━━ Information shown ━━

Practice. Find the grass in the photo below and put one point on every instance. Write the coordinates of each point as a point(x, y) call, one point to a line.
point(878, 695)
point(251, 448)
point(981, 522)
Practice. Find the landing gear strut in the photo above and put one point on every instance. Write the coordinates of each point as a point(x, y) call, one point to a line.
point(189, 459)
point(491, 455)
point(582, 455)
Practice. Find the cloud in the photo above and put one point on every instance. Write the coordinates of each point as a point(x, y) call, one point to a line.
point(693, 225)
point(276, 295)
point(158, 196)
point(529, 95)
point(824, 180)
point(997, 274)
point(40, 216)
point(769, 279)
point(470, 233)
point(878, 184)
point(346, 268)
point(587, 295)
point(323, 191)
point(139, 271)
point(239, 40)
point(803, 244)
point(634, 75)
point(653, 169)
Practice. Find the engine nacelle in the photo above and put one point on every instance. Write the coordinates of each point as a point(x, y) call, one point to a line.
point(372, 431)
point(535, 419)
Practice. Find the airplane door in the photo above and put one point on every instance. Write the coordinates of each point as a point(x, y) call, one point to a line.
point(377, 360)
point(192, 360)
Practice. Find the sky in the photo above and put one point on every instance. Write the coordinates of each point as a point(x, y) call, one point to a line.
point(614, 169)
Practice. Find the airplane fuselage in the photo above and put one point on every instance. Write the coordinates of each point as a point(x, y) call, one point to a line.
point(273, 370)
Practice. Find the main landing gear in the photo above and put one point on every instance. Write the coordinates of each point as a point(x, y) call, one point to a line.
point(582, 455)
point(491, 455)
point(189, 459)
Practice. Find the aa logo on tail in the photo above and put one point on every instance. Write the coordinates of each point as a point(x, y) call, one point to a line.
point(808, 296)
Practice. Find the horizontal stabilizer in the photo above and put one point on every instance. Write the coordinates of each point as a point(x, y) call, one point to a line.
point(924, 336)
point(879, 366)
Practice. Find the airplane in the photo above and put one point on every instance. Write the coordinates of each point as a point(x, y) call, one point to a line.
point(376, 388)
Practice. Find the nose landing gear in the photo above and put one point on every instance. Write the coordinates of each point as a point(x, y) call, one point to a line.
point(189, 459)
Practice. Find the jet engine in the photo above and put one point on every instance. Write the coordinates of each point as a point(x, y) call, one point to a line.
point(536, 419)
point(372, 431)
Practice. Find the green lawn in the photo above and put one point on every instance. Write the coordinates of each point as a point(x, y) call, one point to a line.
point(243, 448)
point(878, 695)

━━━

What is required >>
Rewrite the rows from the line containing "Practice. Find the jet" through the end of the rows as a JSON list of strings, one string per line, omitting any blank lines.

In response >>
[
  "Practice. Find the jet engine in the photo above and put one point on every instance. Write the coordinates of each point as a point(x, y) call, one point to a line.",
  "point(536, 419)",
  "point(372, 431)",
  "Practice. Find the green lawn in the photo above and put one point on every instance. Write the coordinates of each point as a point(x, y) call, one point to a line.",
  "point(243, 448)",
  "point(878, 695)"
]